━━ RECORDED DATA

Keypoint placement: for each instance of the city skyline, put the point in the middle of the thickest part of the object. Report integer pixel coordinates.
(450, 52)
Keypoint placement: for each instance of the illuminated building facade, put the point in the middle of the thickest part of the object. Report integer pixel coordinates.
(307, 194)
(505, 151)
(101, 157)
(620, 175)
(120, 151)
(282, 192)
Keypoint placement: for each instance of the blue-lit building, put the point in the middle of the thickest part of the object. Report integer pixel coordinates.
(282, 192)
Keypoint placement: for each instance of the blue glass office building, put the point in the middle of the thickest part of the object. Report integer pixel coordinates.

━━━━
━━ RECORDED DATA

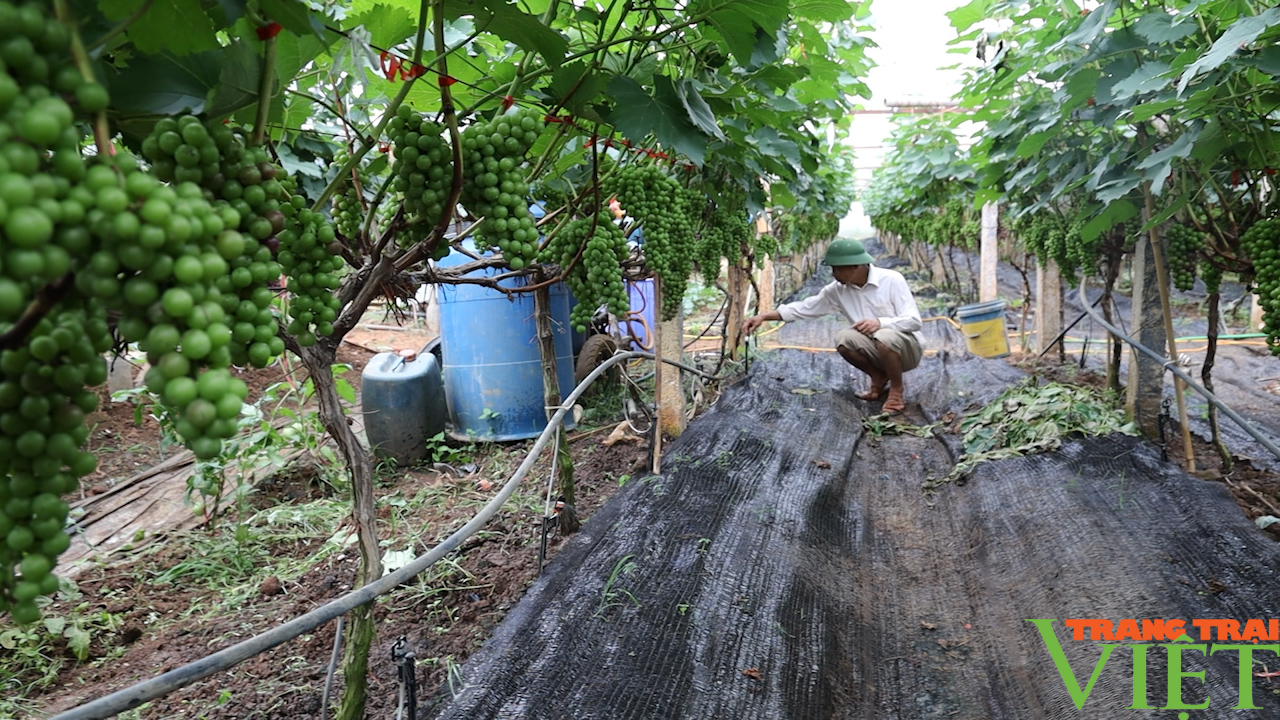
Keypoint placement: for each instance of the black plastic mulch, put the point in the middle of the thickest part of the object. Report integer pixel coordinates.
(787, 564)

━━━━

_SET TASK_
State how many lines in the entries above contain the string "blue". Reply with the number alone.

_WORKED ANSWER_
2